- _The exercise_: Rewrite the passage of the Hantro H1 encoding text that begins at the words "V4L2 Stateless Encoding" and stops after "feedback data itself.", replacing "userspace" with "user space".
* START Page text *
With the increasing need for video encoding, there are some breakthrough developments in hardware-accelerated video encoding for Linux. Bootlin has been working on the implementation of Hantro H1 hardware accelerated video encoding to support H.264 encoding on Linux which follows the company’s work on the previously-released open-source VPU driver for Allwinner processors.
Hantro H1 Hardware
Hantro H1 is a common hardware H.264 encoder, it can also do VP8 and JPEG. It is found in a few ARM SoCs including a lot of Rockchip (RK3288, RK3328, RK3399, PX30, RK1808) and NXP (i.MX 8M Mini). Depending on the version, it can support up to 1080p at 30 or 60 fps.
Here we can see different blocks used for encoding. Hantro H1 is a stateless hardware implementation which means it has no microcontroller or firmware running. As can be seen in the diagram, it has a pre-processor that can do things like cropping, rotation, scaling, stabilization, and CSC. It will produce slice NALUs which means no meta-data. There are also some constraints on specific parameters. It only supports I and P slices (no B slices) for embedded encoding. It will take references from P slices that need to be stored in specific reconstruction buffers. Hantro H1 also has internal rate control mechanisms.
Some of the acronyms above may require some explanations. H.264 has semantics and specific units which are called Network Abstraction Layer Units (NALUs). Each of them has a data header with a specific type that indicates the data inside each unit. For example, there is meta-data in NALUs such as the Sequence Parameter Set (SPS). So, this is meta-data for the whole sequence.
Basically, meta-data is just a series of bits that needs to be understood according to the syntax of H.264. Similarly, there is also a Picture Parameter Set (PPS) for each picture. These are for meta-data, likewise, for coded data, we have coded slice data. There is a specific format called Annex-B which will put the prefix before the beginning of each NALU. This makes it easier to find the start of the next one.
Macroblocks are subdivisions of pictures into blocks of 16×16 pixels. These are grouped as slices. So basically the coded information in the coded slice data in NALU will be composed of data around macroblocks.
V4L2 Stateless Encoding
For Hantro H1, a lot of parameters can be set which control the encoding. Some of them need to be set to a specific value for the bitstream to be valid. In the stateless case, the state is tracked by V4L2 driver and userspace code. Bootlin is using the media request API just like in stateless decoding to tie the buffers and the parameters. The reconstruction buffers must also be taken care of, as they need to be attached to the input buffers. The current rate control in stateless cases can be implemented by the V4L2 driver and userspace which will read the feedback data itself.
There is already some existing Hantro H1 code, for example on Chromium OS it is used with a downstream kernel driver that is pretty much stateless. There’s also a user-space implementation which is available as libv412plugins implementation. Also, the Rockchip has its own implementation of its own downstream kernel which is called MPP supports Hantro H1.
* END Page text *
* START Records provided *
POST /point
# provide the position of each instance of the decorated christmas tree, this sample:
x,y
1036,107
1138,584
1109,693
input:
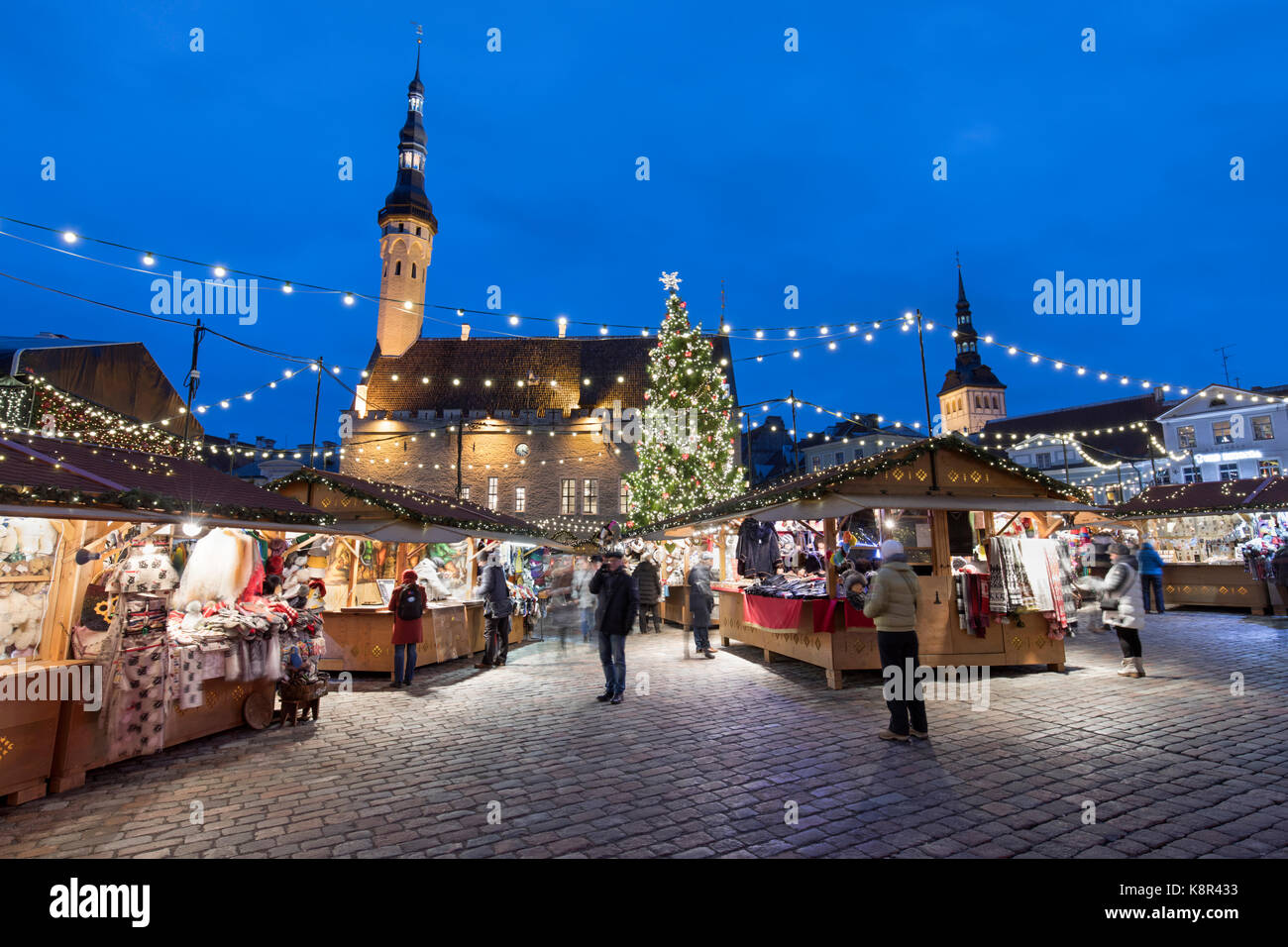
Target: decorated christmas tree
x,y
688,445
* END Records provided *
* START Records provided *
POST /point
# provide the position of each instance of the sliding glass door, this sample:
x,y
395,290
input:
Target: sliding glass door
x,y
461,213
* END Records provided *
- _Worked answer_:
V4L2 Stateless Encoding
For Hantro H1, a lot of parameters can be set which control the encoding. Some of them need to be set to a specific value for the bitstream to be valid. In the stateless case, the state is tracked by V4L2 driver and user space code. Bootlin is using the media request API just like in stateless decoding to tie the buffers and the parameters. The reconstruction buffers must also be taken care of, as they need to be attached to the input buffers. The current rate control in stateless cases can be implemented by the V4L2 driver and user space which will read the feedback data itself.